Tasks

Status: delivered — shipped through v0.9.x (current release v0.9.3, June 2026). TFactory is a live, governed node in the Factory line. This page summarises what was built; the live status board is Progress and real-life walk-throughs for every feature are on Examples.

What was built

TFactory generates, runs, evaluates, and triages tests for code that AIFactory builds and PFactory governs — then reports back up the spine while CFactory watches. The product is in production; the items below are all shipped and active.

Five agents (pipeline)

Planner ─► Gen-Functional ─► Executor ─► Evaluator ─► Triager

Planner — reads acceptance criteria + the source diff, emits lane-tagged, polyglot subtasks (language / framework / target / intent).
Gen-Functional — generates tests per the framework descriptor, with a pre-flight static check (rejects hallucinated imports/methods) and a flake-risk lint; requests a replan on rejection.
Executor — dispatches each lane to its runner: a sandboxed Docker/Nix toolchain, with an app runtime brought up for browser/api lanes.
Evaluator — multi-signal verdict (coverage delta, stability re-runs, mutate-and-check probe, semantic relevance), including TypeScript primitives and null-not-zero coverage handling for the browser lane.
Triager — dedups and ranks findings, decides update-in-place / create-new / skip against the tests catalog, writes the report, and emits the completion event with portal evidence links.

Five lanes (all active)

unit, browser, api, integration, mutation — each independently lit in the portal’s LaneStatusGrid.
The browser lane runs in a per-task Nix toolchain inside an ephemeral Kubernetes Job (RFC-0005 Tier A); it captures screenshots, video recordings, and traces, rendered in the portal Acceptance / Evidence tabs and the CFactory cockpit.

Newer capabilities

Acceptance-criteria fidelity — runs report “verified X/Y” against the governed acceptance criteria, not just pass/fail counts.
MFA for systems under test — TOTP plus a disposable Keycloak realm (RFC-0007 Class C), so authenticated SUTs can be exercised without faking MFA.
Credential Broker — pluggable secrets backends, ephemeral file credentials, honest egress gate, OIDC / workload-identity federation.
Runs on any LLM — model-string routing; no provider lock-in, works on the Claude subscription or API keys.
RFC-0001 completion event — the Triager emits one normalized cross-service envelope with a shared correlation_key, delivered at-least-once; CFactory consumes a single contract across AIFactory · PFactory · TFactory.
Governed pickup from PFactory — recognises and enqueues governed test targets and treats pfactory:meta as the test oracle.

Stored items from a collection
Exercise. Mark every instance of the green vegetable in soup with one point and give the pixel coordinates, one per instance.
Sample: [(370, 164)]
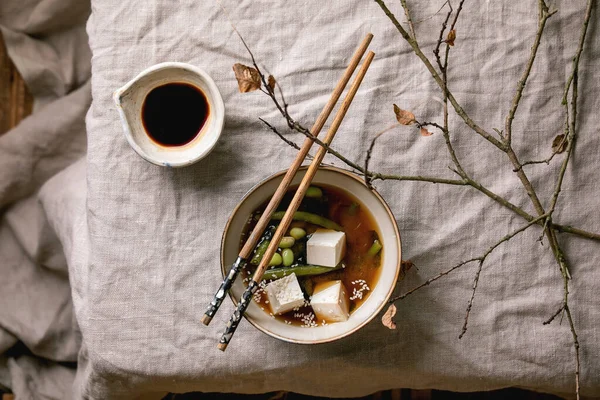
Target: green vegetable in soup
[(299, 270), (286, 242), (276, 260), (310, 218), (375, 248), (288, 257), (262, 245), (297, 233), (314, 192)]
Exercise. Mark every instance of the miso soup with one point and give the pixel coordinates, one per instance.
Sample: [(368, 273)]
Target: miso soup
[(325, 216)]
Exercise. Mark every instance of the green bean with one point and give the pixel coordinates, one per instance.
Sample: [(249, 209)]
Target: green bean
[(260, 251), (314, 192), (299, 270), (262, 245), (310, 218), (276, 260), (297, 233), (286, 242), (375, 248), (288, 257)]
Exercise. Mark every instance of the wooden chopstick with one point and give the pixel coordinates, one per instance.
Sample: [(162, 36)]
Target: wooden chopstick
[(262, 223), (295, 203)]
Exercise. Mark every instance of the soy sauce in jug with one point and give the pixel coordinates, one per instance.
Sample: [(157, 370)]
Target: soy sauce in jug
[(173, 114)]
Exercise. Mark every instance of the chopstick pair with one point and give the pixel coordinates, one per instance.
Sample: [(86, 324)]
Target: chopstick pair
[(262, 223), (295, 203)]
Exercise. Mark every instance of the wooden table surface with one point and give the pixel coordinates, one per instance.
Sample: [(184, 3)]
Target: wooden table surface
[(15, 100), (16, 103)]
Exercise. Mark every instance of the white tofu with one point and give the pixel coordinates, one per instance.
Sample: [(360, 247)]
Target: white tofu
[(284, 294), (326, 248), (330, 301)]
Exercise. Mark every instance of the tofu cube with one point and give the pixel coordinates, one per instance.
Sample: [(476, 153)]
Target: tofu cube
[(330, 301), (326, 247), (285, 294)]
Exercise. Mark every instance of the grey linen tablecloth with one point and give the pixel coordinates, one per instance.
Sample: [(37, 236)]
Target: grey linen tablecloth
[(142, 242)]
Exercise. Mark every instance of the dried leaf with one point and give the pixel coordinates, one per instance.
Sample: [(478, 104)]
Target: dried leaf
[(387, 320), (425, 132), (403, 116), (247, 77), (559, 144), (271, 83), (451, 37)]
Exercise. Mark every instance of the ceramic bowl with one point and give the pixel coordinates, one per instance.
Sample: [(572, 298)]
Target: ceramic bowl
[(130, 98), (388, 233)]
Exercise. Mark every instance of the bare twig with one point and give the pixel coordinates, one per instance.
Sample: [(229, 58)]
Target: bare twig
[(503, 143), (544, 15), (275, 131), (409, 19), (481, 259), (457, 107), (370, 150), (470, 304), (572, 82)]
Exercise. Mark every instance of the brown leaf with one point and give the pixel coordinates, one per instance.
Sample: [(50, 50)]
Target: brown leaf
[(247, 77), (405, 266), (559, 144), (451, 37), (403, 116), (387, 320), (425, 132), (271, 83)]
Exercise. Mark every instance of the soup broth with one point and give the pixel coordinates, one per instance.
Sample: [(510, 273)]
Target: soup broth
[(359, 270)]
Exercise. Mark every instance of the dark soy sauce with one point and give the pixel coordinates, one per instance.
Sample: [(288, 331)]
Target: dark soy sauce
[(173, 114)]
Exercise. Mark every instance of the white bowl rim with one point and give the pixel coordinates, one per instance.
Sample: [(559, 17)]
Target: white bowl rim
[(218, 101), (366, 320)]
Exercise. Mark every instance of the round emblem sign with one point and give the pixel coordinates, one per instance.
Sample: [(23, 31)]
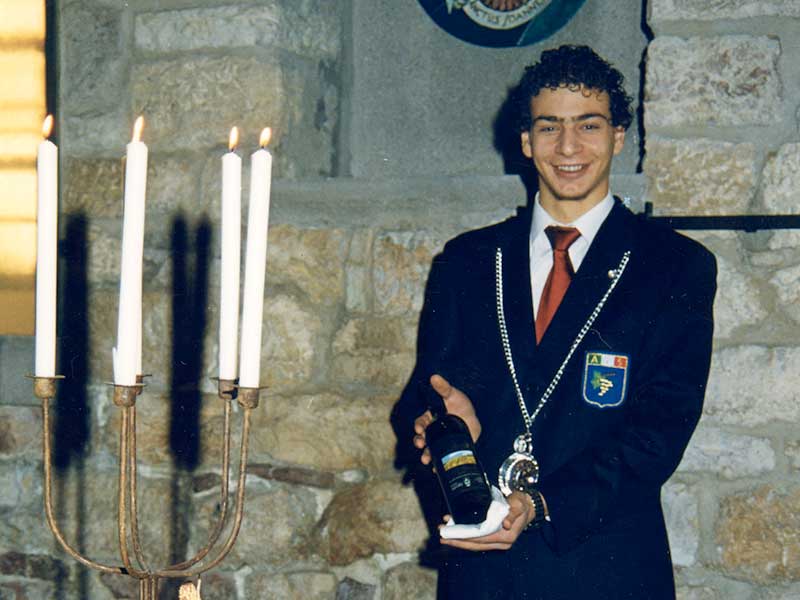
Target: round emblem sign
[(501, 23)]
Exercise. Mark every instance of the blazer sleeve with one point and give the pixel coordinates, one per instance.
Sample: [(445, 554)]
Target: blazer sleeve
[(437, 347), (612, 478)]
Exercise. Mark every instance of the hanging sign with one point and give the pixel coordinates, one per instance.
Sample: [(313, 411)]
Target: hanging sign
[(501, 23)]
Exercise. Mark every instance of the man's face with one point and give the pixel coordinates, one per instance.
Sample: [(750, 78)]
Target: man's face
[(572, 142)]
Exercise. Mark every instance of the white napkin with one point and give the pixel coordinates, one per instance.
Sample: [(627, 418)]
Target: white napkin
[(498, 510)]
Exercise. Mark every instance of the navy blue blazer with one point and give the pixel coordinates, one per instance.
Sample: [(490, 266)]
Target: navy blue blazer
[(603, 457)]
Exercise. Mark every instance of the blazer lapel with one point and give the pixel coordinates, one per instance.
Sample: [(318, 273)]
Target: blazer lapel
[(586, 289)]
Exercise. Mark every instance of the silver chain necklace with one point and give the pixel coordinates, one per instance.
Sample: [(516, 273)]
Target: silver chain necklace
[(521, 470)]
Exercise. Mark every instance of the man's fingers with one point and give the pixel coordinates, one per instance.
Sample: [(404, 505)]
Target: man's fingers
[(475, 546), (421, 422), (441, 385)]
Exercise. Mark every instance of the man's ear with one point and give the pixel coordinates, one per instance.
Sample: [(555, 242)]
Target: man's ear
[(527, 146), (619, 139)]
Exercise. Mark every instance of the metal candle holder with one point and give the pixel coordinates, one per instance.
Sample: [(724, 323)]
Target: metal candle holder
[(127, 512)]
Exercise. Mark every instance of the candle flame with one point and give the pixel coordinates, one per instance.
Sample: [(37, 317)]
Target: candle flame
[(47, 126), (137, 129), (233, 140), (264, 138)]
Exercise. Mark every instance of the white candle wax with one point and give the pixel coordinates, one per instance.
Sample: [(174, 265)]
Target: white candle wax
[(231, 260), (255, 267), (46, 256), (127, 355)]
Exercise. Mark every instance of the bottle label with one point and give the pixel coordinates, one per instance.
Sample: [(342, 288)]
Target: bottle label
[(457, 459)]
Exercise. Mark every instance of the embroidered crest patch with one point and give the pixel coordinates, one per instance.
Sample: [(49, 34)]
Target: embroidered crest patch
[(605, 378)]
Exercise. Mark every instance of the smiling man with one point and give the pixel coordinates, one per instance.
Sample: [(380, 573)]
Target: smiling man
[(574, 339)]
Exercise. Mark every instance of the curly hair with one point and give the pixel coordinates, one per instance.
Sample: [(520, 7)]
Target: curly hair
[(573, 67)]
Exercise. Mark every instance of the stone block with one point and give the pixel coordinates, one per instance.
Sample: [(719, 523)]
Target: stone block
[(754, 385), (401, 261), (724, 80), (218, 585), (173, 187), (167, 425), (786, 240), (389, 520), (307, 28), (92, 187), (696, 593), (357, 272), (738, 302), (192, 103), (681, 516), (217, 27), (291, 586), (92, 135), (703, 10), (21, 484), (787, 288), (16, 361), (793, 455), (27, 590), (378, 352), (95, 67), (352, 589), (277, 526), (156, 334), (289, 340), (32, 566), (294, 475), (326, 432), (24, 530), (730, 455), (409, 580), (310, 260), (699, 176), (89, 502), (758, 535), (20, 431), (780, 180)]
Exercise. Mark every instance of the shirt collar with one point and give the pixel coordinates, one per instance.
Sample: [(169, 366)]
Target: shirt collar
[(588, 223)]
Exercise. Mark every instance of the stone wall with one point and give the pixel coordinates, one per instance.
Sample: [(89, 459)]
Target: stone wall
[(327, 515), (721, 116)]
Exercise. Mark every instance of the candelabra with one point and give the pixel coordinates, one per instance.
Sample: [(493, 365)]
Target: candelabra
[(127, 513)]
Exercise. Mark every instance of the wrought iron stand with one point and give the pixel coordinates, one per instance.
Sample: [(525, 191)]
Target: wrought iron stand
[(127, 510)]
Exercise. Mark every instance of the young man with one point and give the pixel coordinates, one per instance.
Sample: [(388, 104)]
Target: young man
[(575, 340)]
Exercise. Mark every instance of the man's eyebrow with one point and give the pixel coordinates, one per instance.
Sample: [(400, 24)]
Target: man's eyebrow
[(584, 117)]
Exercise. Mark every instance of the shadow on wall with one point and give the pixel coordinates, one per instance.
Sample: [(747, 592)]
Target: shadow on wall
[(72, 417), (189, 297), (72, 414), (507, 142)]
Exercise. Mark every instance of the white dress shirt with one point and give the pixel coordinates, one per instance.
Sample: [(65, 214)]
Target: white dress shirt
[(541, 252)]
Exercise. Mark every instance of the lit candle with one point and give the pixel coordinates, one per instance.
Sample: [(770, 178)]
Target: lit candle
[(255, 263), (128, 352), (46, 253), (231, 257)]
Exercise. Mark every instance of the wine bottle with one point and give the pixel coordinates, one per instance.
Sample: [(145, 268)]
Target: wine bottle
[(464, 483)]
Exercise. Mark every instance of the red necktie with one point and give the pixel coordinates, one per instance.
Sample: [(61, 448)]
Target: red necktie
[(561, 239)]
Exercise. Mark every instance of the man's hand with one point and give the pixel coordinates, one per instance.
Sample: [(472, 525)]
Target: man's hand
[(457, 403), (520, 512)]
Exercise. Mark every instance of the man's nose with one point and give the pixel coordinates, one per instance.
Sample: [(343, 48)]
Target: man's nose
[(568, 141)]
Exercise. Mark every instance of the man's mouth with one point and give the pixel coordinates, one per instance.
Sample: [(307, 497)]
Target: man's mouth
[(570, 168)]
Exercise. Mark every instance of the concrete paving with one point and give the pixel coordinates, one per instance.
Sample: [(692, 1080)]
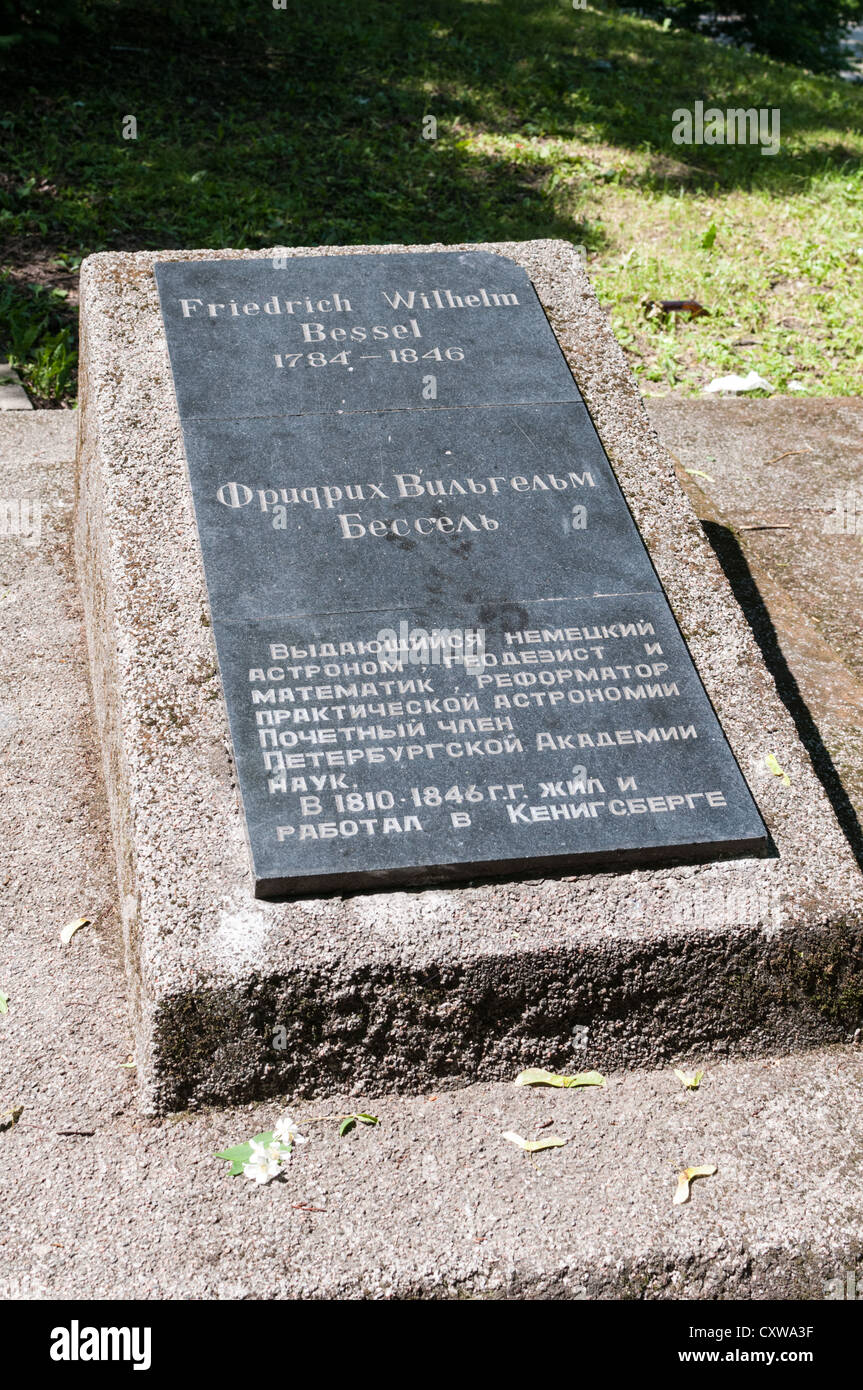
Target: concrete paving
[(102, 1203)]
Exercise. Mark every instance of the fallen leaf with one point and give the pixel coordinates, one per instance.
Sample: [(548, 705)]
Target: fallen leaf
[(687, 1176), (71, 927), (656, 309), (537, 1076), (777, 772), (350, 1122), (689, 1082), (242, 1153), (532, 1146)]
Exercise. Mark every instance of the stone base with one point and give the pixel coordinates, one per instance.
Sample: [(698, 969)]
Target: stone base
[(238, 998)]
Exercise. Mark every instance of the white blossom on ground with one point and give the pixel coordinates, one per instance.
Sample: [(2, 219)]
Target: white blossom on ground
[(285, 1129), (266, 1161)]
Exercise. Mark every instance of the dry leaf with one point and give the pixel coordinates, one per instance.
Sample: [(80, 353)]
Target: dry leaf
[(777, 772), (685, 1178), (689, 1082), (71, 927), (537, 1076), (532, 1146)]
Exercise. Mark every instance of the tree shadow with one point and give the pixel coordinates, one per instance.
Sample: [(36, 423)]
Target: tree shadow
[(305, 125), (748, 595)]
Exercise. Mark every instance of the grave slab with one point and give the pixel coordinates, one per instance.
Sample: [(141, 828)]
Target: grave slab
[(431, 984), (496, 502)]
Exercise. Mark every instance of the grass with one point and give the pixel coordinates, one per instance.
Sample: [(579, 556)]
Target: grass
[(305, 127)]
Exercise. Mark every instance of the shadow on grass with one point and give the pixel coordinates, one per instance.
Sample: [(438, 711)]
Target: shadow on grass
[(305, 125)]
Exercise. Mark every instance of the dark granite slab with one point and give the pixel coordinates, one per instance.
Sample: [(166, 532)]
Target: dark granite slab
[(444, 648), (409, 319), (588, 741), (338, 513)]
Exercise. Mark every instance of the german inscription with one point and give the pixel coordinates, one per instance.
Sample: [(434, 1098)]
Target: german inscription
[(444, 647)]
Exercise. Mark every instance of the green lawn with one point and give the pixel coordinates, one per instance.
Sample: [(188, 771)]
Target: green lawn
[(305, 125)]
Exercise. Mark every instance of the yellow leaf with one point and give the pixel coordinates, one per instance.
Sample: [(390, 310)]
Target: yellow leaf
[(537, 1076), (777, 772), (689, 1082), (71, 927), (685, 1178), (532, 1146)]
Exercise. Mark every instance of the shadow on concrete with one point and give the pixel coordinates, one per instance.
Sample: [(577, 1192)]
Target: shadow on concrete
[(746, 591)]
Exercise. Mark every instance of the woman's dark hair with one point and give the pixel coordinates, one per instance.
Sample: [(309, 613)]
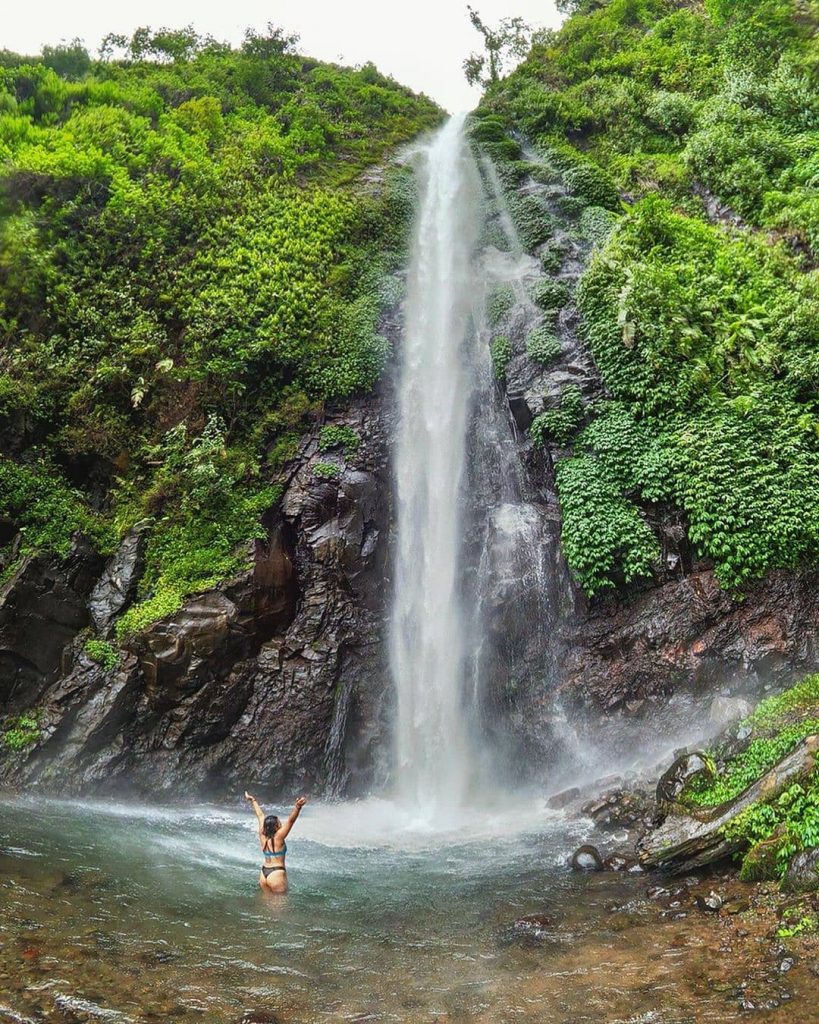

◆ ASSIGNED TASK 1
From the TFactory page, reproduce the passage starting at "unit, browser, api, integration, mutation" and ending at "OIDC / workload-identity federation.".
◆ ASSIGNED TASK 2
Does the TFactory page support each of these statements? Answer yes or no for each, quoting the words from the page that decide it.
(a) The browser lane runs inside an ephemeral Kubernetes Job.
(b) TFactory is tied to a single LLM provider.
(c) Gen-Functional requests a replan when a test is rejected.

◆ EXPECTED OUTPUT 1
unit, browser, api, integration, mutation — each independently lit in the portal’s LaneStatusGrid.
The browser lane runs in a per-task Nix toolchain inside an ephemeral Kubernetes Job (RFC-0005 Tier A); it captures screenshots, video recordings, and traces, rendered in the portal Acceptance / Evidence tabs and the CFactory cockpit.

Newer capabilities

Acceptance-criteria fidelity — runs report “verified X/Y” against the governed acceptance criteria, not just pass/fail counts.
MFA for systems under test — TOTP plus a disposable Keycloak realm (RFC-0007 Class C), so authenticated SUTs can be exercised without faking MFA.
Credential Broker — pluggable secrets backends, ephemeral file credentials, honest egress gate, OIDC / workload-identity federation.

◆ EXPECTED OUTPUT 2
(a) Yes: "The browser lane runs in a per-task Nix toolchain inside an ephemeral Kubernetes Job"
(b) No: "no provider lock-in, works on the Claude subscription or API keys"
(c) Yes: "requests a replan on rejection"